§ SELECTED TEXT
The actor, who plays the grown-up Eddie Kaspbrak, talks about Eddie and Richie, doing an impression, and Peter Bogdanovich vs Caesar salads

One of the most thrilling moments in It: Chapter Two is the reveal of the adult versions of the kids we became so fond of in the franchise’s first installment. Hypochondriac Eddie Kaspbrak, played as a young man by Jack Dylan Grazer, arguably has the most uncanny glow-up in the form of James Ransone, who both resembles Grazer and has his motormouthed mannerisms dead to rights.

In the lead-up to the film’s release, Polygon spoke with Ransone to see what went into playing the grown-up Eddie, why horror is so special, the movie’s craziest cameo, and, of course, meeting Stephen King.

[Ed. note: Spoilers for It: Chapter Two follow.]

Richie (Bill Hader), Beverly (Jessica Chastain), Bill (James McAvoy), Eddie (James Ransone), Mike (Isaiah Mustafa), and Ben (Jay Ryan) convene in the woods.
The grown-up Losers.
Warner Bros. Pictures

Polygon: The relationship between Richie and Eddie is taken in a slightly new direction from what’s in the books. How familiar were you with the source material, and what was your take on that new facet?

James Ranson: I didn’t get through the entire book when I was reading it, and I was trying to comb through it and look at all the times when they were all together to see if there was anything I could mine from, aside from the scary stuff. What struck me was that — and this is just for me — one of the scariest things when the Losers all got back together is that none of them had children. I’m 40 years old. I’ve since had a kid — literally when I went to go start filming the movie — but I didn’t have a kid at the time, and that was really scary for me.

If you’re talking about Richie’s token and all his stuff, that was a license that the filmmakers and the writers took for his storyline. On top of that — I would say this about any movie independent of It — that type of stuff is not interesting to me. I care about intimacy. I care about people telling the truth to one another. Anything that feels truthful, feels good. In the same way, I don’t really even care about the nature of Bev or Ben’s relationship, I just go, “Did it feel real? Did it look truthful?”

And then the other thing too is I think we need to be very careful, especially in online culture, about this idea around objective meaning of art. If I tell you something means something, whether that’s a Rothko painting or a Beatles song, and you go, “I have a totally different interpretation of that!” It’s really crazy for me to go, “You’re wrong.” You’re like, “I had this whole emotional relationship with something.” But it’s also crazy for you to tell me I’m wrong. When we start saying art is something that is universally objectively saying this, we put ourselves in a very precarious position, because you start removing people’s relationships to everything. I’m not a fan of Justin Bieber, but I see why people like him, and if you like Justin Bieber and there are meaningful things in that song “Sorry” to you, I can’t tell you you’re an asshole.

§ EXCERPTED RECORDS
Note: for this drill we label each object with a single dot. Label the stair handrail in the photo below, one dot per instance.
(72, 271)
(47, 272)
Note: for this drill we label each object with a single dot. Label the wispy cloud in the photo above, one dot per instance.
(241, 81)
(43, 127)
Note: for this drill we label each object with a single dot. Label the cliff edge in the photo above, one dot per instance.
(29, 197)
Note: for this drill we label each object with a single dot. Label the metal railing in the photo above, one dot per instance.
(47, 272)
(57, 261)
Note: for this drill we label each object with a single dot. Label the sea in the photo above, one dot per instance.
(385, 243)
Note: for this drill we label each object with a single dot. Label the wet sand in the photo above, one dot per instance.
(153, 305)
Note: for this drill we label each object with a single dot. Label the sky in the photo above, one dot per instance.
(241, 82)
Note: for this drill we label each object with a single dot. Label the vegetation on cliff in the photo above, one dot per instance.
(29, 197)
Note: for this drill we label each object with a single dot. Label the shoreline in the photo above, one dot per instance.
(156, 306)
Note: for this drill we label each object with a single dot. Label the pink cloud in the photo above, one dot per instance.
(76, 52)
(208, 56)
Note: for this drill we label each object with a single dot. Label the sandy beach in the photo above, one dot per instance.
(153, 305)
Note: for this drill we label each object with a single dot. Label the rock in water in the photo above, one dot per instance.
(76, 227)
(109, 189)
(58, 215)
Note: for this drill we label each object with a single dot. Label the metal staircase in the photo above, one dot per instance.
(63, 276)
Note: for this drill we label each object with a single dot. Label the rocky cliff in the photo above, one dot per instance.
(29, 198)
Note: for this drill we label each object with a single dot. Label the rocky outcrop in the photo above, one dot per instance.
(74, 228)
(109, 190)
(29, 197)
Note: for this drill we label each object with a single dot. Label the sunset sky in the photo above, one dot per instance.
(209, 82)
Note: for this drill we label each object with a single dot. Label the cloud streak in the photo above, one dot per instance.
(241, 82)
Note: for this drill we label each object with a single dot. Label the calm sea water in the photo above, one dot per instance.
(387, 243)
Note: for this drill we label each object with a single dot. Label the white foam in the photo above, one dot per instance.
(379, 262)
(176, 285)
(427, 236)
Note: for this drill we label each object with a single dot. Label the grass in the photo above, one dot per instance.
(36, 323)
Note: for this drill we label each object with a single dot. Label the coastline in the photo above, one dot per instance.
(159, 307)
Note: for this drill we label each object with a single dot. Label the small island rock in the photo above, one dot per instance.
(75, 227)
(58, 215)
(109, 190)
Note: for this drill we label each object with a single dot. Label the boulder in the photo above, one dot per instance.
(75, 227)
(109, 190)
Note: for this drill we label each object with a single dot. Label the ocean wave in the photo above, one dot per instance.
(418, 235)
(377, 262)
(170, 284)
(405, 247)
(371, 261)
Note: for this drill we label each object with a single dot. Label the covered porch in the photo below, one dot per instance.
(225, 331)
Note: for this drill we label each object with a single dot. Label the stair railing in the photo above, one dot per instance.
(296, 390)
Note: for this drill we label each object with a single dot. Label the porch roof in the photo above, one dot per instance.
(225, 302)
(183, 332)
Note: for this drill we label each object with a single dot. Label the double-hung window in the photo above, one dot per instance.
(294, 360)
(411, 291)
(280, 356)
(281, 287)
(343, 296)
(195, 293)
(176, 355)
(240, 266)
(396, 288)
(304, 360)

§ REQUIRED TASK
According to the interview, which actor played Eddie Kaspbrak as a young man? The records have nothing to do with the interview.

§ WORKED ANSWER
Jack Dylan Grazer